• Passage given:
—————
# How to Make a Fountain Pen



## StuartCovey (Jul 25, 2014)

Hey Guys,  I'm back.  I have been very busy over the past few months so haven't had a chance to really get on here.

So I just made my first "How To" video on making a double barrel pen using a fountain kit.  Let me know what you think!

https://www.youtube.com/watch?v=MUwH_sFKx9E


----------



## Trey (Jul 25, 2014)

*Most excellent*

Most excellent work on the new video!


----------



## mark james (Jul 25, 2014)

I did watch the video.   Nice job Stuart!

I liked the pace and the explanations...  Some of us are a "bit" slower than we used to be...

Good Info!

Mark


----------



## Rockytime (Jul 25, 2014)

That's why I'm here. The information is phenomenal. Really good video.


----------



## StuartCovey (Jul 26, 2014)

Thanks guys!  I hope to be able to keep them coming.
If any of you have ideas, let me know!


----------



## Silver (Jul 26, 2014)

Looks good,  even nice to see you guys over the pond using metric now...  

Not sure about squaring off on the belt sander by hand and the risk not getting the tubes square tho.


----------



## StuartCovey (Jul 26, 2014)

Silver said:


> Looks good,  even nice to see you guys over the pond using metric now...
> 
> Not sure about squaring off on the belt sander by hand and the risk not getting the tubes square tho.



Ha, the only reason I use metric is because it uses smaller increments 

Yes, there is a risk, but I haven't ruined a pen yet.


----------



## tim self (Jul 26, 2014)

Stewart, your work has improved immensely since I met you last year at War Eagle.  I'm glad to see the progression and hope for your continued improvement.


----------



## StuartCovey (Jul 26, 2014)

tim self said:


> Stewart, your work has improved immensely since I met you last year at War Eagle.  I'm glad to see the progression and hope for your continued improvement.



Hey!  It's great to finally meet up with you online.  You were one of the first to start giving me tips, and gave a lot of great advice.  Thanks again!    

And thank you.


----------



## yort81 (Jul 26, 2014)

Stuart... Very nice  Thank You


----------
—————
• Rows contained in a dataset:
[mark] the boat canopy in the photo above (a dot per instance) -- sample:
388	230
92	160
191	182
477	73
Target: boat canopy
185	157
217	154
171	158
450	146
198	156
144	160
—————
• Tasks and exercises:
**A)** In the fountain pen thread, what reason does StuartCovey give for using metric?
**B)** Write out every line of the rows again, requests included. Multiply each coordinate in the answers by 0.55 and round to whole numbers, with halves rounded up. Leave the sample coordinates in the requests unchanged.

• Results for each task:
**A)** Metric uses smaller increments.

**B)**
[mark] the boat canopy in the photo above (a dot per instance) -- sample:
388	230
92	160
191	182
477	73
Target: boat canopy
102	86
119	85
94	87
248	80
109	86
79	88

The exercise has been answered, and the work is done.